(Collection entries)
-----
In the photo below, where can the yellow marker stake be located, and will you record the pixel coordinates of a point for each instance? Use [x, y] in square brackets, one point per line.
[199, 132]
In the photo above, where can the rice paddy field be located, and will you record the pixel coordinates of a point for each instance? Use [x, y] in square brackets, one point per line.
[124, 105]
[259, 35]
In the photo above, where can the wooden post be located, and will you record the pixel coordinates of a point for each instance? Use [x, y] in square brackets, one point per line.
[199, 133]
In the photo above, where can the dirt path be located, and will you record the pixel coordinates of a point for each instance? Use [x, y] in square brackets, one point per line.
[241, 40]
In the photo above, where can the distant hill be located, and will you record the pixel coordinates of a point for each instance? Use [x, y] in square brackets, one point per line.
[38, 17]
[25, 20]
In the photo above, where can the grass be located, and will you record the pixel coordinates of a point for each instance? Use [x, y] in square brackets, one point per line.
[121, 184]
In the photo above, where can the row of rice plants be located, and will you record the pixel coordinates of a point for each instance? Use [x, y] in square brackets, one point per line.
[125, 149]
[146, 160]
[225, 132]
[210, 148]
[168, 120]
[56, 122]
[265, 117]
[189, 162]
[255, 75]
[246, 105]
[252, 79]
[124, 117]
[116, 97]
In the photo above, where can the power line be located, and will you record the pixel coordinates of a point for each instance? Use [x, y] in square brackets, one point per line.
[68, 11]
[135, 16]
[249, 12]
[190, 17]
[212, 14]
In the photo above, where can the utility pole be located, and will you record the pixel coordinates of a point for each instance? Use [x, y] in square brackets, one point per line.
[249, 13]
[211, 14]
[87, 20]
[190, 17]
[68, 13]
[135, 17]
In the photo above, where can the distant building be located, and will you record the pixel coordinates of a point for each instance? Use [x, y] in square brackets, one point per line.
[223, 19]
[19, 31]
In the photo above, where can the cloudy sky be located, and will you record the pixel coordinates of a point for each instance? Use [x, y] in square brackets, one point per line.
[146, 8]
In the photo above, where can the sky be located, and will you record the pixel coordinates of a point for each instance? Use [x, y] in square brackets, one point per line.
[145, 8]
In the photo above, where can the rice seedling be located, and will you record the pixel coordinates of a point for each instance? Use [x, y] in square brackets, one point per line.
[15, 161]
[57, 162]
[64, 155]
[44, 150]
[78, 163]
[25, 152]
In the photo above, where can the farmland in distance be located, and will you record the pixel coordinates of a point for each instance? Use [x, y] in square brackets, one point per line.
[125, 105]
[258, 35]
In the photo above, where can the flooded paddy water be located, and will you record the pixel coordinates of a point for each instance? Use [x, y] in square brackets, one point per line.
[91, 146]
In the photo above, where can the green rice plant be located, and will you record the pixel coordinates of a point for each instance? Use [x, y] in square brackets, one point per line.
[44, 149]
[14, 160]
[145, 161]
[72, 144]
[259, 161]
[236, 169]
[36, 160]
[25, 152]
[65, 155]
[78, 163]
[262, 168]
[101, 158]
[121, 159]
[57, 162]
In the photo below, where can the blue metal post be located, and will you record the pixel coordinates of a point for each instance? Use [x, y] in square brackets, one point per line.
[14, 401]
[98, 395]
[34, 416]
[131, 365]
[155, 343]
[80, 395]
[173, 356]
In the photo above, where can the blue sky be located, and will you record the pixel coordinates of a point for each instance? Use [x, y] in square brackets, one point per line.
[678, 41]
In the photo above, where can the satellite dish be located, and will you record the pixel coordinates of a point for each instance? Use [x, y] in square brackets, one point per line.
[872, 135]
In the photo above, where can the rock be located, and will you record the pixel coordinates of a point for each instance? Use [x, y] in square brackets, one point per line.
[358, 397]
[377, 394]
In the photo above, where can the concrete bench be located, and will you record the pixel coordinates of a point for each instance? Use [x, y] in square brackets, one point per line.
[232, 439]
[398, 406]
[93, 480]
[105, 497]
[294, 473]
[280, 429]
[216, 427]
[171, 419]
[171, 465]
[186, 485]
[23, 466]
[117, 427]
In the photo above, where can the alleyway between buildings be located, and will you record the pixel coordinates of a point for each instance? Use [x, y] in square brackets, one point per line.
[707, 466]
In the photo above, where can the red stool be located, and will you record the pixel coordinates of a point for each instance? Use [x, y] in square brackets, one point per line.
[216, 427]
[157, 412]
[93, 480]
-----
• About this exercise: Every record above needs to be repeated word for word.

• Solution to the problem:
In the photo below, where can the yellow marker stake be located, and will you record the pixel coordinates of a point for each instance? Use [x, y] in square brackets, one point per line.
[199, 132]
In the photo above, where can the rice paddy field be located, and will you record the pixel coordinates of a point for each instance? Use [x, y] in square brackets, one point per line.
[124, 105]
[259, 35]
In the photo above, where can the wooden post be located, and will you record the pixel coordinates of a point for each instance? Use [x, y] in square brackets, one point per line.
[199, 133]
In the photo above, where can the dirt path be located, and will you record the pixel coordinates of a point for each instance? Use [x, y] in square brackets, one point per line.
[241, 40]
In the photo above, where can the distant hill be located, and will you record the pixel coordinates of a point for each instance? Use [x, y] in square brackets, one point per line.
[38, 17]
[25, 20]
In the photo above, where can the grass be located, and will you record the pixel coordinates of a point for each instance? Use [x, y] in square brackets, one point per line.
[121, 184]
In the photo above, where can the row of rice plants be located, and will you record the pixel coordinates of a point for each instance? Use [x, y] in square brackets, one point per line.
[125, 149]
[146, 160]
[225, 132]
[210, 148]
[168, 120]
[56, 122]
[265, 117]
[189, 162]
[255, 75]
[246, 105]
[252, 79]
[124, 117]
[116, 97]
In the photo above, where can the power line be located, and will you record the pixel coordinates of a point for each instance? Use [x, y] in square brackets, one point per line.
[68, 11]
[135, 16]
[249, 12]
[190, 17]
[212, 14]
In the photo above, where can the utility pole be located, and will you record the pixel coordinates of a point for each instance? Use [x, y] in square brackets, one point per line.
[249, 13]
[211, 14]
[87, 20]
[190, 17]
[68, 13]
[135, 17]
In the photo above, where can the distant building be located, and will you record the pixel coordinates of a point for each instance? Use [x, y] in square brackets, one point per line.
[223, 19]
[19, 31]
In the photo above, where can the cloudy sky be located, and will you record the pixel coordinates of a point for each instance? Use [x, y] in square brackets, one point per line.
[146, 8]
In the photo above, where can the sky be located, and will you record the pixel coordinates of a point for each instance? Use [x, y] in square brackets, one point per line.
[145, 8]
In the photo above, where can the rice seedling be located, and will you record the pixel coordinates of a point for each instance? Use [x, y] in square brackets, one point per line.
[15, 161]
[57, 162]
[64, 155]
[44, 150]
[78, 163]
[25, 152]
In the photo above, where can the farmland in distance be located, and will you record the pixel coordinates of a point for each instance? Use [x, y] in square brackets, one point per line.
[125, 105]
[258, 35]
In the photo above, where can the flooded paddy water be located, and will you record the pixel coordinates of a point for each instance? Use [x, y] in square brackets, one point per line.
[91, 146]
In the photo above, where can the green rice plant be located, and will you record the pixel coordinates of a point for each instance? Use [x, y] in square brackets, one point per line.
[44, 149]
[14, 160]
[145, 161]
[72, 144]
[259, 161]
[236, 169]
[36, 160]
[25, 152]
[65, 155]
[78, 163]
[262, 168]
[101, 158]
[121, 159]
[57, 162]
In the photo below, where can the blue metal post be located, and will you record the pixel coordinates of a point for each instance? Use [x, y] in square brackets, one point per line.
[14, 401]
[98, 395]
[34, 416]
[131, 365]
[155, 343]
[80, 395]
[173, 356]
In the photo above, where can the blue sky be located, and will you record the pixel coordinates of a point for each instance? Use [x, y] in square brackets, one point per line.
[678, 41]
In the photo above, where can the satellite dish be located, and will you record the pixel coordinates of a point for each instance? Use [x, y] in square brackets, one point per line.
[872, 135]
In the photo above, where can the rock be located, and will you record the pixel coordinates of a point for each instance? Use [x, y] in square brackets, one point per line.
[358, 397]
[377, 394]
In the photo above, where can the concrete bench be located, and will you record the pixel coordinates of a point for each instance? Use [x, y] in square brackets, one point per line.
[232, 439]
[398, 406]
[93, 480]
[105, 497]
[294, 473]
[280, 429]
[216, 427]
[171, 419]
[171, 465]
[186, 485]
[23, 466]
[117, 427]
In the photo above, where can the alleyway between buildings be located, and will you record the pixel coordinates of a point for each instance? Use [x, y] in square brackets, one point per line.
[707, 466]
In the photo above, where can the red stool be located, and will you record the pixel coordinates of a point for each instance? Use [x, y] in square brackets, one point per line.
[216, 427]
[157, 412]
[93, 480]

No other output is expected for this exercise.